Aim of the task: Count how many lines in the records contain the string "trousers". Case matters. Reply with the number only.

Raw records:
____

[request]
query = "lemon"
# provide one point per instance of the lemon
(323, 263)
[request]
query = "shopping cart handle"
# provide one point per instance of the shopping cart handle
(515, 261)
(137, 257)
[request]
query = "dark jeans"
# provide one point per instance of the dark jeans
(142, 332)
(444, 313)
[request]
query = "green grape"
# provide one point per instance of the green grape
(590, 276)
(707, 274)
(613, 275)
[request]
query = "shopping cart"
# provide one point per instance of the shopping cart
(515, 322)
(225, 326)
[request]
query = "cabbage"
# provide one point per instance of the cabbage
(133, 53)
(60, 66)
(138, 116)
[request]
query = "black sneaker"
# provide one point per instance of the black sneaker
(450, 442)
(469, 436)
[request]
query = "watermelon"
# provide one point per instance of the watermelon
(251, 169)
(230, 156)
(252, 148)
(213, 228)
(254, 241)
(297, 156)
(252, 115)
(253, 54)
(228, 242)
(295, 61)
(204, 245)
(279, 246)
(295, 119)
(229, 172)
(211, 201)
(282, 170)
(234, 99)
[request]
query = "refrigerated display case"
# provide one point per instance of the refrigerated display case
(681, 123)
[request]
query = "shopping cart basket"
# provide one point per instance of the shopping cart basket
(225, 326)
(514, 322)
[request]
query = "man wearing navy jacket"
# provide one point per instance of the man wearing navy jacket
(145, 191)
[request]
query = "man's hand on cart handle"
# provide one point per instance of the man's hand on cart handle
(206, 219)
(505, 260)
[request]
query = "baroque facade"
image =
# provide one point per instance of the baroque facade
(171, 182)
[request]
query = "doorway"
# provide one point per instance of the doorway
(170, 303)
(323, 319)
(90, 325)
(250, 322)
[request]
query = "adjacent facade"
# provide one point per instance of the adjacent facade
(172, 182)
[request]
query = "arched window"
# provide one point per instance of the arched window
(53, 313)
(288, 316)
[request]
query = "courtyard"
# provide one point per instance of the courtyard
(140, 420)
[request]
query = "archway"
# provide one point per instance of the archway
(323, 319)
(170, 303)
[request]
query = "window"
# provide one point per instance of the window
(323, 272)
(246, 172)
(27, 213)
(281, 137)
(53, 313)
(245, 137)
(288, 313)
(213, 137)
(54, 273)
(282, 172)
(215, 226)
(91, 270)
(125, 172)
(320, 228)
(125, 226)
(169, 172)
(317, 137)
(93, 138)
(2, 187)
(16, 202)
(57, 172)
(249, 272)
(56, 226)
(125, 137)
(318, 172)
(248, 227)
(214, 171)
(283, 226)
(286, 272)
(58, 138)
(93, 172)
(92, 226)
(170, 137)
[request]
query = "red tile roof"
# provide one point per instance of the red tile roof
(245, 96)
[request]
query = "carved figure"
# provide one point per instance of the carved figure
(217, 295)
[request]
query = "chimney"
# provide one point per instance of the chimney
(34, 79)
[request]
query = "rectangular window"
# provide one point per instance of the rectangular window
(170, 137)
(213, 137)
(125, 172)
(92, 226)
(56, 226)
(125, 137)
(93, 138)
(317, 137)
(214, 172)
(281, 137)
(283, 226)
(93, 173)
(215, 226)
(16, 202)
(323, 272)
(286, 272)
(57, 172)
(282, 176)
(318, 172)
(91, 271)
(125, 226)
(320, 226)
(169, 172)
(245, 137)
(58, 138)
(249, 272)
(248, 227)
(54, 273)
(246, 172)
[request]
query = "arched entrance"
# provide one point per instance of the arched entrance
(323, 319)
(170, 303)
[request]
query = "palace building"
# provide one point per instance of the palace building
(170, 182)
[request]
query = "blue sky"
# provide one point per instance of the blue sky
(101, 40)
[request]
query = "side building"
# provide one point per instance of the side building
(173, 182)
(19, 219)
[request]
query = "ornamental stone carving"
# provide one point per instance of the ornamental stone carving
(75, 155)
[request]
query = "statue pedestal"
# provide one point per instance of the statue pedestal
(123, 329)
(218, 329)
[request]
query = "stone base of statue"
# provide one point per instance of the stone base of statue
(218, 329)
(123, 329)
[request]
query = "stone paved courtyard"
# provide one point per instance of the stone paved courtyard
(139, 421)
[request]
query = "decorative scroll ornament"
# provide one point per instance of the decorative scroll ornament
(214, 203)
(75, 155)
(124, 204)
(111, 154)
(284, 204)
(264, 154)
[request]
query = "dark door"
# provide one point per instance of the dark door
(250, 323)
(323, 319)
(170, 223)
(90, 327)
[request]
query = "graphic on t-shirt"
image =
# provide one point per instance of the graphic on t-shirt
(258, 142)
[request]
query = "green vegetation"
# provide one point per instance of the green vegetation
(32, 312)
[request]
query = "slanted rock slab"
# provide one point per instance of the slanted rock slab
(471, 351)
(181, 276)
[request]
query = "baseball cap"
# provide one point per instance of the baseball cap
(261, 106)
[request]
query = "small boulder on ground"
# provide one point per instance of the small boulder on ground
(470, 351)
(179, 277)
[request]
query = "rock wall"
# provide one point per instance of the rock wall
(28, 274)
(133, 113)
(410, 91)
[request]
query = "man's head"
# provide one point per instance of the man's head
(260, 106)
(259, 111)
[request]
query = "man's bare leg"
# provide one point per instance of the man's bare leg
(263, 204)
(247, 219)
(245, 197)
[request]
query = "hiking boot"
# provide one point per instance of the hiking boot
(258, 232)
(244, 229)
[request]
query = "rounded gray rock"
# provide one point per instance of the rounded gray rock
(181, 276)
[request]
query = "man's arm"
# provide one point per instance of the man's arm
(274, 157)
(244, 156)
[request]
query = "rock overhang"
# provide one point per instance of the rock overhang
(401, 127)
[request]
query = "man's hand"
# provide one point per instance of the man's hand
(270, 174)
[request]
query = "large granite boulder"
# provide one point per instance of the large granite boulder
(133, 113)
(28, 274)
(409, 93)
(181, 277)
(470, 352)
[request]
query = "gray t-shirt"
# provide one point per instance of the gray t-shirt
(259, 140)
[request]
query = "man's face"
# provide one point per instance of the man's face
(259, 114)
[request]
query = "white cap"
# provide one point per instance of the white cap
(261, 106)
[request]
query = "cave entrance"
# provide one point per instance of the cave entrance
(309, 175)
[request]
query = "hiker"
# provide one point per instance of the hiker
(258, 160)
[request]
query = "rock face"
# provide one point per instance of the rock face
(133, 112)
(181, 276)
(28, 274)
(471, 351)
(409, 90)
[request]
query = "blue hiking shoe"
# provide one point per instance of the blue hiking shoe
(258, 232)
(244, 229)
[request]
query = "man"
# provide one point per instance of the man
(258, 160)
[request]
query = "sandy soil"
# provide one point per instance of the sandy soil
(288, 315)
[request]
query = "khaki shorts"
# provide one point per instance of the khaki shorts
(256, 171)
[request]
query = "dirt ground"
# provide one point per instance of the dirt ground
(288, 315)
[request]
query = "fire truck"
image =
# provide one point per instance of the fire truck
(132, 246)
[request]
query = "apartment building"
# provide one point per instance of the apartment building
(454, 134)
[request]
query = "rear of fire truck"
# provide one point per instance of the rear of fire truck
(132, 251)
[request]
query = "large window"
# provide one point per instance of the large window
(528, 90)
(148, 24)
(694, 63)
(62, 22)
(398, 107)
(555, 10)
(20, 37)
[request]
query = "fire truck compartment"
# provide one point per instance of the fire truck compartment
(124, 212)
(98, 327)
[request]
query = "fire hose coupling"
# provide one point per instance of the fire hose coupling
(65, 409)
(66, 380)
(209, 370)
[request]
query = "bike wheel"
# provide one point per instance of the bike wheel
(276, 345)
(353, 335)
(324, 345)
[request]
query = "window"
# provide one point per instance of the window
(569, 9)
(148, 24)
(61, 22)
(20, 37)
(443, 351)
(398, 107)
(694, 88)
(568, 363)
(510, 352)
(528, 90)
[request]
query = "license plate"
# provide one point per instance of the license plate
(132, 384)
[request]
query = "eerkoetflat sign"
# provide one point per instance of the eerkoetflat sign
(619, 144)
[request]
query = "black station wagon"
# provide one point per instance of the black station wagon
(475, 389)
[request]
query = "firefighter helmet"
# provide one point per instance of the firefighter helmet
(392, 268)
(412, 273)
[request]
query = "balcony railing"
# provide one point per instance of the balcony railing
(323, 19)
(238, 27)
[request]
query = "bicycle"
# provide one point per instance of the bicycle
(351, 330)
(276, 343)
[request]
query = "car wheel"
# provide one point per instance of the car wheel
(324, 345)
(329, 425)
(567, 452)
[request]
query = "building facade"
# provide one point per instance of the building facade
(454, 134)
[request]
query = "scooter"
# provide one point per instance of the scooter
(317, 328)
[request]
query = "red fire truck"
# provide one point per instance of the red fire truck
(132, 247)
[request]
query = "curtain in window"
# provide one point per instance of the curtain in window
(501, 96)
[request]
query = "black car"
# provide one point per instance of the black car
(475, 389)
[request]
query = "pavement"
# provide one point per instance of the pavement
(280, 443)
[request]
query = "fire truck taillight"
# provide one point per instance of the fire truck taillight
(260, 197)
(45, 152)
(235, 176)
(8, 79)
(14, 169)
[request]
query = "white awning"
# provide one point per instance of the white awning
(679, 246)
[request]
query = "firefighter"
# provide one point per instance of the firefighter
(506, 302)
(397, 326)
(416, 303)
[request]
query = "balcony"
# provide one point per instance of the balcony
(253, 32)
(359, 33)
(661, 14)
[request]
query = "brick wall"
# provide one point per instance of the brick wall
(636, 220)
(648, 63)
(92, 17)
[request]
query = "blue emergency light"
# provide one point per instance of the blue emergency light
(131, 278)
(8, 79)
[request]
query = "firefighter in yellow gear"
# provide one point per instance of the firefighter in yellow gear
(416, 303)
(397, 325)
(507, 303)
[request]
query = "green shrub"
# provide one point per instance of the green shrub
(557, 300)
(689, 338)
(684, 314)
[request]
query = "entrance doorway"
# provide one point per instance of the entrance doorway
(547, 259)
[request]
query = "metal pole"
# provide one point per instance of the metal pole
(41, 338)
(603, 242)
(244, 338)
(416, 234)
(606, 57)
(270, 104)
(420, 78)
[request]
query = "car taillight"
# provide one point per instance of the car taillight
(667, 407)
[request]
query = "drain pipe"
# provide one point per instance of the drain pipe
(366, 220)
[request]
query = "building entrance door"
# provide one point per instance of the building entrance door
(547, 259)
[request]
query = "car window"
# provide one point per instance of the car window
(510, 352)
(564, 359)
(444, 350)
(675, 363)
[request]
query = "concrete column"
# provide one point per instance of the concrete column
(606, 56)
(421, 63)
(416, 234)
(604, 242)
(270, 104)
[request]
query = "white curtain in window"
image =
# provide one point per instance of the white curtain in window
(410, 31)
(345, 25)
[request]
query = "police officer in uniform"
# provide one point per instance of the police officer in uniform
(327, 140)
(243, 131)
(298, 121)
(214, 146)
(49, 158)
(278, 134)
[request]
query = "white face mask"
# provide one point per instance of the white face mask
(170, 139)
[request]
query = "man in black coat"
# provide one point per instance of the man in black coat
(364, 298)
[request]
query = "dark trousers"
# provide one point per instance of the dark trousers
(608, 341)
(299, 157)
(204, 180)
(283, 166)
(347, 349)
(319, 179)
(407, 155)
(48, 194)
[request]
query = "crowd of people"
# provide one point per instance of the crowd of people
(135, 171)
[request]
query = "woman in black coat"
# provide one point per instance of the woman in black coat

____

Task solution: 2